§ Document:
------
Voilà un drôle de film, maintenant ! Qui commence comme une comédie sur la Seconde Guerre Mondiale avec une trépidante course-poursuite. 2h43 plus tard, Colonel Blimp se sera révélé une tragique réflexion sur l’amour, la mort et l’écroulement de l’Europe.
Le projet lui-même est étrange. Adapté d’un comic strip parodiant les vieux officiers anglais, Michael Powell transforme ce personnage iconique des valeurs anglaises en une histoire d’amitié anglo-allemande au long cours. La structure déroute tout autant. Le film commence par un jeune officier qui fait prisonnier, lors d’un exercice, le Colonel Blimp. Son argument : à la guerre comme à la guerre. Si les nazis trichent, les Anglais doivent aussi tricher pour gagner la guerre. Tout le contraire de ce que pense le Colonel Blimp : seules les valeurs traditionnelles de l’Angleterre : honneur, probité, respect de l’ennemi permettront de l’emporter.
On croit alors que le jeune homme est le héros du film, mais par une ellipse étonnante, le Colonel Blimp plonge dans la piscine du sauna et réapparait, quarante ans plus tôt, en jeune et fringant officier début de siècle. On ne suivra désormais que lui. Parti déjouer un complot anti-anglais en Allemagne, Blimp affronte en duel Théo, qui devient son ami. A tel point que Blimp le jette dans les bras de son amie Edith : les voilà mariés !
------
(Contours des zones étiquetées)
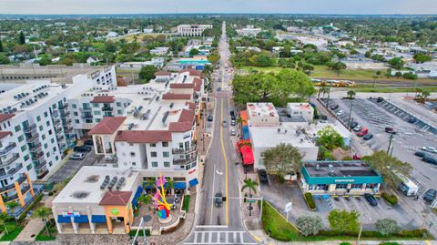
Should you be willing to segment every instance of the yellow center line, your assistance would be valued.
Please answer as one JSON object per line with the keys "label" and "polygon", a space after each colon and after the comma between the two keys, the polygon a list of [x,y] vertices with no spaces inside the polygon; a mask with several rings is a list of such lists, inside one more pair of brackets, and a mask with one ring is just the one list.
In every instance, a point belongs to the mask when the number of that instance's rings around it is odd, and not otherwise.
{"label": "yellow center line", "polygon": [[[225,71],[222,69],[221,75],[221,88],[223,90],[223,86],[225,82]],[[221,98],[221,110],[220,110],[220,121],[223,123],[223,110],[224,110],[224,99]],[[223,158],[225,160],[225,197],[228,198],[228,158],[226,157],[225,144],[223,143],[223,126],[220,126],[220,143],[221,143],[221,151],[223,153]],[[229,199],[225,202],[225,219],[226,225],[229,224]]]}

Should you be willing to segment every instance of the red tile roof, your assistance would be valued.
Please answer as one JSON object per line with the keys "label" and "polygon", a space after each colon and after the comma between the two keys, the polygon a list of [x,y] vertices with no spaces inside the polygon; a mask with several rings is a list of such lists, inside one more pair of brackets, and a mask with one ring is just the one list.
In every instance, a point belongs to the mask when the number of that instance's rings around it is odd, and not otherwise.
{"label": "red tile roof", "polygon": [[188,83],[188,84],[170,84],[170,88],[193,88],[194,83]]}
{"label": "red tile roof", "polygon": [[88,135],[111,135],[126,120],[126,117],[107,117],[89,130]]}
{"label": "red tile roof", "polygon": [[202,80],[200,78],[194,78],[194,90],[195,91],[200,91],[200,88],[202,87]]}
{"label": "red tile roof", "polygon": [[191,99],[191,95],[167,93],[162,96],[162,99]]}
{"label": "red tile roof", "polygon": [[99,205],[117,205],[117,206],[125,206],[127,205],[130,198],[132,197],[133,191],[107,191],[100,200]]}
{"label": "red tile roof", "polygon": [[170,76],[171,72],[168,71],[158,71],[155,73],[155,76]]}
{"label": "red tile roof", "polygon": [[179,71],[179,73],[184,73],[184,72],[189,72],[189,76],[193,76],[193,77],[202,76],[202,72],[194,70],[194,69],[185,69],[185,70]]}
{"label": "red tile roof", "polygon": [[5,121],[9,118],[12,118],[14,117],[14,116],[15,116],[15,114],[0,114],[0,122],[3,122],[3,121]]}
{"label": "red tile roof", "polygon": [[0,138],[4,138],[5,137],[12,135],[11,131],[0,131]]}
{"label": "red tile roof", "polygon": [[116,141],[125,141],[128,143],[171,141],[171,132],[165,130],[119,131],[117,134]]}
{"label": "red tile roof", "polygon": [[114,97],[102,97],[102,96],[97,96],[94,97],[93,100],[91,100],[91,103],[112,103],[114,102]]}

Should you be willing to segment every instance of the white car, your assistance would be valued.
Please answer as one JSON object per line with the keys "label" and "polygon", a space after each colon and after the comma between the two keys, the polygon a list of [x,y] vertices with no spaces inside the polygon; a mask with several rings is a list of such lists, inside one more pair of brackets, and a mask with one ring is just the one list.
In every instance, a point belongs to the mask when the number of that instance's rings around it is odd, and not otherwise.
{"label": "white car", "polygon": [[338,117],[341,116],[344,114],[344,110],[340,109],[339,111],[337,111],[337,113],[335,115],[337,115]]}
{"label": "white car", "polygon": [[437,154],[437,148],[435,148],[433,147],[422,147],[421,149],[424,150],[424,151],[431,152],[431,153],[436,153]]}

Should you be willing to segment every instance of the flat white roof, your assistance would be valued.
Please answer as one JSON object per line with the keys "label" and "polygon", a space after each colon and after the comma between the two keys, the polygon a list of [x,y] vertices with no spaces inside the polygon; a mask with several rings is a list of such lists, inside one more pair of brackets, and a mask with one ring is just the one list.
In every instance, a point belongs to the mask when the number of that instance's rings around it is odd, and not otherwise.
{"label": "flat white roof", "polygon": [[[58,203],[96,203],[98,204],[108,190],[107,186],[104,189],[100,189],[106,176],[109,176],[112,179],[115,176],[117,180],[112,190],[117,190],[116,186],[118,180],[124,177],[125,184],[122,185],[120,191],[135,191],[135,186],[137,171],[131,169],[110,168],[107,167],[84,166],[66,184],[61,192],[55,198],[53,204]],[[109,180],[110,181],[110,180]]]}

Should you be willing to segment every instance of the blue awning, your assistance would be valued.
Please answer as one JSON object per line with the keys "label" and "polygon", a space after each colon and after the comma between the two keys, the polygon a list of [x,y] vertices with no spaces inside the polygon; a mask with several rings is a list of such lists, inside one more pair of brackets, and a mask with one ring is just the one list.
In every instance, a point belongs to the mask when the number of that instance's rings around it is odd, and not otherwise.
{"label": "blue awning", "polygon": [[88,216],[87,215],[81,215],[73,218],[75,223],[87,223],[88,222]]}
{"label": "blue awning", "polygon": [[174,187],[175,189],[187,189],[187,183],[185,183],[185,182],[175,182],[175,183],[173,184],[173,187]]}
{"label": "blue awning", "polygon": [[107,217],[105,215],[91,215],[91,222],[93,223],[106,223]]}
{"label": "blue awning", "polygon": [[57,216],[57,222],[58,223],[71,223],[70,217],[64,217],[62,215]]}
{"label": "blue awning", "polygon": [[198,180],[197,178],[195,178],[195,179],[189,180],[188,184],[189,184],[190,187],[194,187],[194,186],[196,186],[197,184],[198,184]]}

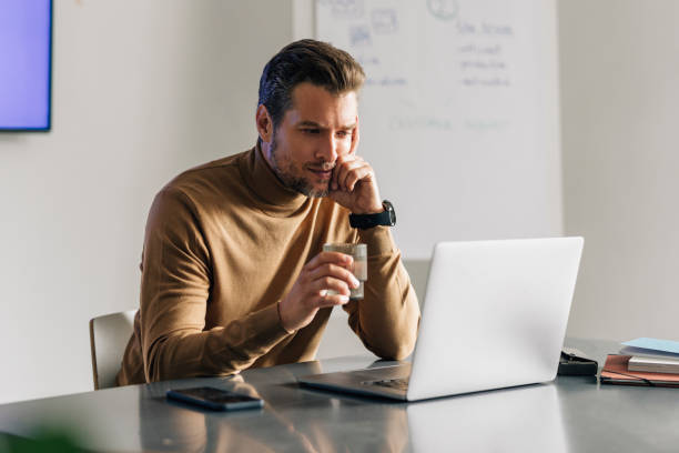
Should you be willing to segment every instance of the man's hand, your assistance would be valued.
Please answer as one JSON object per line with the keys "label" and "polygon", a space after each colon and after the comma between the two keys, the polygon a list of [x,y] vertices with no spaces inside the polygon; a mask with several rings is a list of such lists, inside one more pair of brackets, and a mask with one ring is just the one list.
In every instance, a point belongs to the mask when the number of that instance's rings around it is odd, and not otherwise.
{"label": "man's hand", "polygon": [[[349,289],[359,284],[349,271],[353,263],[352,256],[338,252],[321,252],[306,263],[278,303],[283,328],[288,332],[300,330],[312,322],[318,309],[347,303]],[[337,294],[330,295],[328,290]]]}
{"label": "man's hand", "polygon": [[352,134],[352,148],[337,157],[330,181],[330,198],[354,214],[374,214],[384,211],[375,172],[369,163],[356,155],[358,120]]}

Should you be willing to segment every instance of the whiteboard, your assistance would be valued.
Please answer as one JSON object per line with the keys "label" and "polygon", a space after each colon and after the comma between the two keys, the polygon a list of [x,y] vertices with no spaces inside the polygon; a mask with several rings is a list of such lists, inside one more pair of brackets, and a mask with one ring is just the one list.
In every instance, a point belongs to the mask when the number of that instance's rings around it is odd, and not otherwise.
{"label": "whiteboard", "polygon": [[366,72],[358,153],[409,259],[563,233],[555,0],[316,0]]}

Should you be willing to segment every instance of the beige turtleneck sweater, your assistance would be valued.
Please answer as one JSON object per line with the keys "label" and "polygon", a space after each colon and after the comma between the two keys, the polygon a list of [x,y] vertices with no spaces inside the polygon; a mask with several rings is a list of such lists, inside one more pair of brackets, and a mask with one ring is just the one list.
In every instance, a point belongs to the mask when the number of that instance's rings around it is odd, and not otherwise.
{"label": "beige turtleneck sweater", "polygon": [[348,323],[376,355],[408,355],[419,308],[401,252],[388,228],[356,230],[348,214],[283,187],[259,148],[176,177],[149,213],[140,311],[118,384],[313,360],[331,309],[288,333],[277,302],[326,242],[367,244],[365,298],[344,305]]}

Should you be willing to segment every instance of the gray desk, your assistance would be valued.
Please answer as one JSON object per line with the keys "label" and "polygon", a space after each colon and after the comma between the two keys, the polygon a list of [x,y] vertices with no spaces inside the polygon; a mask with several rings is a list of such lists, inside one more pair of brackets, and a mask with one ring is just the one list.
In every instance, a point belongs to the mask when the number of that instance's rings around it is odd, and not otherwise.
{"label": "gray desk", "polygon": [[[600,364],[616,343],[568,340]],[[679,390],[558,378],[419,403],[301,389],[295,376],[372,363],[343,358],[251,370],[242,379],[133,385],[0,406],[0,432],[39,422],[78,427],[97,451],[656,452],[679,451]],[[443,379],[443,376],[442,376]],[[216,385],[259,393],[263,410],[211,413],[164,397],[170,387]]]}

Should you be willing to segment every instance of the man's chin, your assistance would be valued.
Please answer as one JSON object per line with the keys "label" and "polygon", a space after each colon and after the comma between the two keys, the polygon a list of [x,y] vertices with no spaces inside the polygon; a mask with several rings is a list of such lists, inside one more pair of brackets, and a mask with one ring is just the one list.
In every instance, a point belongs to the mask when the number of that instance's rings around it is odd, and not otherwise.
{"label": "man's chin", "polygon": [[327,190],[327,187],[325,188],[306,188],[304,193],[306,197],[310,198],[324,198],[327,197],[330,194],[330,190]]}

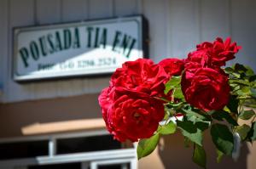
------
§ Travail à faire:
#1 Traduisez en anglais cette phrase de la critique de Colonel Blimp : « Le film commence par un jeune officier qui fait prisonnier, lors d'un exercice, le Colonel Blimp. »
#2 Reproduisez le passage de la critique de Colonel Blimp qui commence par « Le projet lui-même » et se poursuit jusqu'à « permettront de l’emporter. ».
#3 D'après la critique de Colonel Blimp, qui Blimp affronte-t-il en duel en Allemagne ?
La liste ci-dessus est un matériau indépendant de la critique de Colonel Blimp.

§ Résultats obtenus:
#1 The film begins with a young officer who, during an exercise, takes Colonel Blimp prisoner.

#2
Le projet lui-même est étrange. Adapté d’un comic strip parodiant les vieux officiers anglais, Michael Powell transforme ce personnage iconique des valeurs anglaises en une histoire d’amitié anglo-allemande au long cours. La structure déroute tout autant. Le film commence par un jeune officier qui fait prisonnier, lors d’un exercice, le Colonel Blimp. Son argument : à la guerre comme à la guerre. Si les nazis trichent, les Anglais doivent aussi tricher pour gagner la guerre. Tout le contraire de ce que pense le Colonel Blimp : seules les valeurs traditionnelles de l’Angleterre : honneur, probité, respect de l’ennemi permettront de l’emporter.

#3 Théo, qui devient son ami.